DO THIS: Copy out every line of the listing below that contains the string "pants". Count a line only if its letters match in case.

MATERIAL FOR THE TASK:

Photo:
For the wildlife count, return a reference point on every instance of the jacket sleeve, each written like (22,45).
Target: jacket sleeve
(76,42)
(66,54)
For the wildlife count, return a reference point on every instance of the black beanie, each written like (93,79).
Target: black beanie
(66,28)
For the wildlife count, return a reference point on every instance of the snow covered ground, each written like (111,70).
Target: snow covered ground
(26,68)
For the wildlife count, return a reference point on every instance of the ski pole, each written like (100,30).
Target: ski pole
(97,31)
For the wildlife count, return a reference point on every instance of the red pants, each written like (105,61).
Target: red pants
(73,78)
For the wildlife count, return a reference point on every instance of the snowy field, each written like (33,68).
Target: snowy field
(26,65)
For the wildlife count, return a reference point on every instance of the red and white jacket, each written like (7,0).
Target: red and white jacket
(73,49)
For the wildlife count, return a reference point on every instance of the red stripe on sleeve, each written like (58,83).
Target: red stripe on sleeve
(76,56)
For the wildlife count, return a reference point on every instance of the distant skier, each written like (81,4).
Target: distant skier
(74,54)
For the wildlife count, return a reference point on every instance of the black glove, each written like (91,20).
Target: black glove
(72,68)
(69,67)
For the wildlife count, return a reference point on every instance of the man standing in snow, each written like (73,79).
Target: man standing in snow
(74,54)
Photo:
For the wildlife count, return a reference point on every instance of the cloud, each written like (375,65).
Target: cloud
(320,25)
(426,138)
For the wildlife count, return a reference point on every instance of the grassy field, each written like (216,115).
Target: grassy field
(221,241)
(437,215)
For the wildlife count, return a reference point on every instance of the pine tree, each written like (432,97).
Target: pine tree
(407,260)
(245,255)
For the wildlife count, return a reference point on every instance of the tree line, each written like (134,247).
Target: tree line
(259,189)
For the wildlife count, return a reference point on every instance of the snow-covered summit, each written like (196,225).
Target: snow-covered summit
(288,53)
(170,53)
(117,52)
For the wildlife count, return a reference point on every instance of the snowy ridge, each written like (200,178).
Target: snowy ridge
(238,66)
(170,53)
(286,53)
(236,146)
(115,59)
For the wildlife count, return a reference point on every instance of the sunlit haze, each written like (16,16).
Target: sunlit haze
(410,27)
...
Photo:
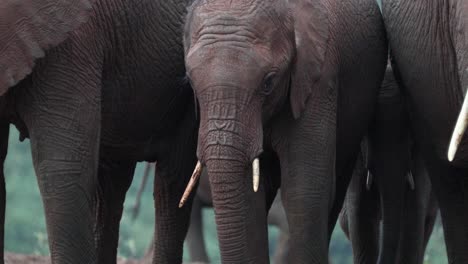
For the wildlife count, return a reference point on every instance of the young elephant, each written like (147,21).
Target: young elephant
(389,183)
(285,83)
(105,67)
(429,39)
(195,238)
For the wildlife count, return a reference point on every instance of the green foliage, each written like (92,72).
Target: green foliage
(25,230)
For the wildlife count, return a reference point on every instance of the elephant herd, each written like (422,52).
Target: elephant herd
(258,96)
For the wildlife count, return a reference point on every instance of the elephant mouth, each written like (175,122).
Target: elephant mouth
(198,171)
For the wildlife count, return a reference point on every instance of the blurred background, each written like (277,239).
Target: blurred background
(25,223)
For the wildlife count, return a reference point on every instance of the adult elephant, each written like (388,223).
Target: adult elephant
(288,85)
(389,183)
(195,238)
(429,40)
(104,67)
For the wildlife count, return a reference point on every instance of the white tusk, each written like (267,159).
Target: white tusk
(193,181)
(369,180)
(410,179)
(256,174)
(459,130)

FINAL RESULT:
For the wildlife count, return a reference point on every instance of the red pants, each written like (105,61).
Target: red pants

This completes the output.